• EXERCISE BRIEF: Could you reproduce all of the data below line for line, changing nothing?

• DATA FOR THE TASK:
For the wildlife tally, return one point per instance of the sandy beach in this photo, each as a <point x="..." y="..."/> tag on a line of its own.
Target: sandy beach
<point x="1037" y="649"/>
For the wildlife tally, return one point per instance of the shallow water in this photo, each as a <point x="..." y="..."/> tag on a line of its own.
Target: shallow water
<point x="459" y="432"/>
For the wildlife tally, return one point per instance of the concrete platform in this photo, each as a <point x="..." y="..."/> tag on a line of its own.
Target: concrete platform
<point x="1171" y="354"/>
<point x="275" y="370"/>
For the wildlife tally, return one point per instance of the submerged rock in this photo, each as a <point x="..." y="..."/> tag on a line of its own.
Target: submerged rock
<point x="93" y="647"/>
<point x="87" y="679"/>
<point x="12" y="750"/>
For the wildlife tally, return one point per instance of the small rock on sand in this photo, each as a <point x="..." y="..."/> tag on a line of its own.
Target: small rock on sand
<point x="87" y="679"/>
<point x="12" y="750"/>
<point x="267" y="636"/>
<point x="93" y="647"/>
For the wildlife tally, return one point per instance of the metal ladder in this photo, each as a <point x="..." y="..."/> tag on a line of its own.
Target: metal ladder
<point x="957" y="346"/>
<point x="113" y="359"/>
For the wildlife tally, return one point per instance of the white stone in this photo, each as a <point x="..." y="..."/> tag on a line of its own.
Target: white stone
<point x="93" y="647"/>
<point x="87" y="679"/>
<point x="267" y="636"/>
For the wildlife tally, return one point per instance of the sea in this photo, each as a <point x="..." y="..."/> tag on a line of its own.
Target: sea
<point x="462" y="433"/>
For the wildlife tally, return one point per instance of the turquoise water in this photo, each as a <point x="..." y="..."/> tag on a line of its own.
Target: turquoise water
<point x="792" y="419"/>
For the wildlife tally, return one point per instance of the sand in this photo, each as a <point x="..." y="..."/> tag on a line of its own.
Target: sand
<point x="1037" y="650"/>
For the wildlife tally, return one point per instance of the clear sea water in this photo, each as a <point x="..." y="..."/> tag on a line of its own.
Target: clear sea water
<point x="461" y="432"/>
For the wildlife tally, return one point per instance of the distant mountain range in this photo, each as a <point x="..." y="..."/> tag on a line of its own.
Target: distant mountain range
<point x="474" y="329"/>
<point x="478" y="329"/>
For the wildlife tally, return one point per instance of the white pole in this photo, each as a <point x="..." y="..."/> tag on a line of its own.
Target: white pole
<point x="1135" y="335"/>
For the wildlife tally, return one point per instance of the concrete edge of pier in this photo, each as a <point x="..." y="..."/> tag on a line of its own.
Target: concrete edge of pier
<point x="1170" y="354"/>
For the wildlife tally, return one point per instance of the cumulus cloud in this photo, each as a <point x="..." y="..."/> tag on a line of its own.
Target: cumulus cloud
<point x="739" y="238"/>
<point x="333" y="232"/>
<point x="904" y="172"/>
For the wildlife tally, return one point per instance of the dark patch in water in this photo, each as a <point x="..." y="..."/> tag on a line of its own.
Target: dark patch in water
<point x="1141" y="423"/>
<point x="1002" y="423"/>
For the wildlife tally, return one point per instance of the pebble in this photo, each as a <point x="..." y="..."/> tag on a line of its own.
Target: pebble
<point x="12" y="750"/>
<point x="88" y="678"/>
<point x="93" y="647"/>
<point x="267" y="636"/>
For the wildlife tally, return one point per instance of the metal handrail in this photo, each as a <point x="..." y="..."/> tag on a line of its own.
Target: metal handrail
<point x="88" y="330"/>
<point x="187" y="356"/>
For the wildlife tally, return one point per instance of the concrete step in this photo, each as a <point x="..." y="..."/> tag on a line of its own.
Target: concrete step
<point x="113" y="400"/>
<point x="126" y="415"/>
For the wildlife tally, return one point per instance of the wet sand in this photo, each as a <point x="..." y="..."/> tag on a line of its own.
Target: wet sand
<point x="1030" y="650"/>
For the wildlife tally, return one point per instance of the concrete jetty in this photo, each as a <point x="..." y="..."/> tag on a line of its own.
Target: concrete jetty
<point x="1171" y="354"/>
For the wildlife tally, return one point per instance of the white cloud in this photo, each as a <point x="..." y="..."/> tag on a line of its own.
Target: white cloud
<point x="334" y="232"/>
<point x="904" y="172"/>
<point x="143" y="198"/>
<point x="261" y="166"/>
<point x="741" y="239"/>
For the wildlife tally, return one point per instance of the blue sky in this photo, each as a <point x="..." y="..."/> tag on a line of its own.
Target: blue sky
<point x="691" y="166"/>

• RESULT:
For the wildlife tally, return one point per instance of the sandy beach in this photo, each as a <point x="..." y="..."/> tag on a line of its own.
Target: sandy beach
<point x="1037" y="649"/>
For the wildlife tally, return one point per instance of the shallow water in this photo, each as a <point x="..." y="..."/> tag on a line of its own.
Target: shallow water
<point x="459" y="432"/>
For the wildlife tally, return one point per instance of the concrete platform in this photo, each as a <point x="..." y="..."/> tag on a line of its own.
Target: concrete platform
<point x="1171" y="354"/>
<point x="275" y="370"/>
For the wildlife tally, return one point per instance of the submerged rock in this photo, each as a <point x="..." y="..."/> tag on a line of its own.
Target: submerged rock
<point x="93" y="647"/>
<point x="87" y="679"/>
<point x="12" y="750"/>
For the wildlife tally, return one point per instance of the small rock on sand in this photo, each as a <point x="..." y="..."/> tag on a line of its own.
Target: small rock on sand
<point x="87" y="679"/>
<point x="12" y="750"/>
<point x="267" y="636"/>
<point x="93" y="647"/>
For the wildlife tally, return one point per instance of the metal ladder in this photo, each as a <point x="..." y="..."/> tag on a line of its own.
Target: metal ladder
<point x="957" y="346"/>
<point x="113" y="359"/>
For the wildlife tally, return one point per instance of the white stone in this photo, each as a <point x="..." y="..."/> tag on a line of its own.
Target: white stone
<point x="93" y="647"/>
<point x="87" y="679"/>
<point x="267" y="636"/>
For the wildlife tally, return one point per instance of the sea in this photo, each as a <point x="..." y="..."/> tag on a line of its own.
Target: sea
<point x="462" y="433"/>
For the wildlife tally, return one point per instance of the turquoise water in this photo, each as a <point x="..." y="..."/> tag on a line of its own.
Target: turquoise water
<point x="792" y="419"/>
For the wildlife tally, return one point per instance of the sand in this photo, each as a <point x="..." y="..."/> tag on a line of its own.
Target: sand
<point x="1037" y="650"/>
For the wildlife tally, return one point per instance of the clear sea water in this photo, each as a <point x="..." y="..."/> tag on a line of its own.
Target: clear sea water
<point x="461" y="432"/>
For the wildlife tally, return one point per instance of the distant mountain range in this photo, each as a <point x="..." y="..."/> tag on a line of its own.
Target: distant mountain range
<point x="474" y="329"/>
<point x="478" y="329"/>
For the wildlife tally, return one point per instance of the white pole in this photo, each as a <point x="..." y="..."/> tag on a line of its own.
Target: white pole
<point x="1135" y="335"/>
For the wildlife tally, return one point per instance of the concrete edge of pier in this photo, each as a <point x="..." y="..."/> tag on a line of its own.
Target: concrete edge of pier
<point x="1170" y="354"/>
For the wildlife tally, return one point per instance of the cumulus cloud in this photo, each as a <point x="..." y="..."/> tag on a line of its own.
Target: cumulus cloud
<point x="739" y="238"/>
<point x="333" y="232"/>
<point x="904" y="172"/>
For the wildlife tally, return one point per instance of the dark patch in water in this photo, each as a <point x="..." y="..."/> tag on a line of its own.
Target: dark patch in water
<point x="1141" y="423"/>
<point x="1002" y="423"/>
For the wildlife tally, return one point per instance of the pebble in this photo, each as a <point x="..." y="..."/> tag on a line of its own.
Target: pebble
<point x="12" y="750"/>
<point x="88" y="678"/>
<point x="93" y="647"/>
<point x="267" y="636"/>
For the wildlife tally, return one point per instance of the metal handrail in this photo, each as a <point x="..." y="..."/> tag on a line of its own.
Target: metal handrail
<point x="88" y="330"/>
<point x="187" y="356"/>
For the wildlife tally, return one point per instance of the concrete step in this photo, each as a <point x="..." y="..."/> tag on a line of its own.
Target: concrete step
<point x="113" y="400"/>
<point x="126" y="415"/>
For the wildlife tally, return one point per instance of the wet sand in this photo, each as a <point x="..." y="..."/> tag on a line of its own.
Target: wet sand
<point x="1030" y="650"/>
For the wildlife tally, return one point per instance of the concrete jetty in this photo, each as a <point x="..." y="..."/> tag on a line of its own.
Target: concrete jetty
<point x="1171" y="354"/>
For the wildlife tally, return one point per instance of the white cloud in this photo, each as a <point x="..." y="..."/> tag on a line of its own.
Target: white cloud
<point x="334" y="232"/>
<point x="904" y="172"/>
<point x="143" y="198"/>
<point x="261" y="166"/>
<point x="741" y="239"/>
For the wildlife tally, return one point per instance of the blue sky in this photo, each as a <point x="..." y="..."/> tag on a line of its own.
Target: blue sky
<point x="691" y="166"/>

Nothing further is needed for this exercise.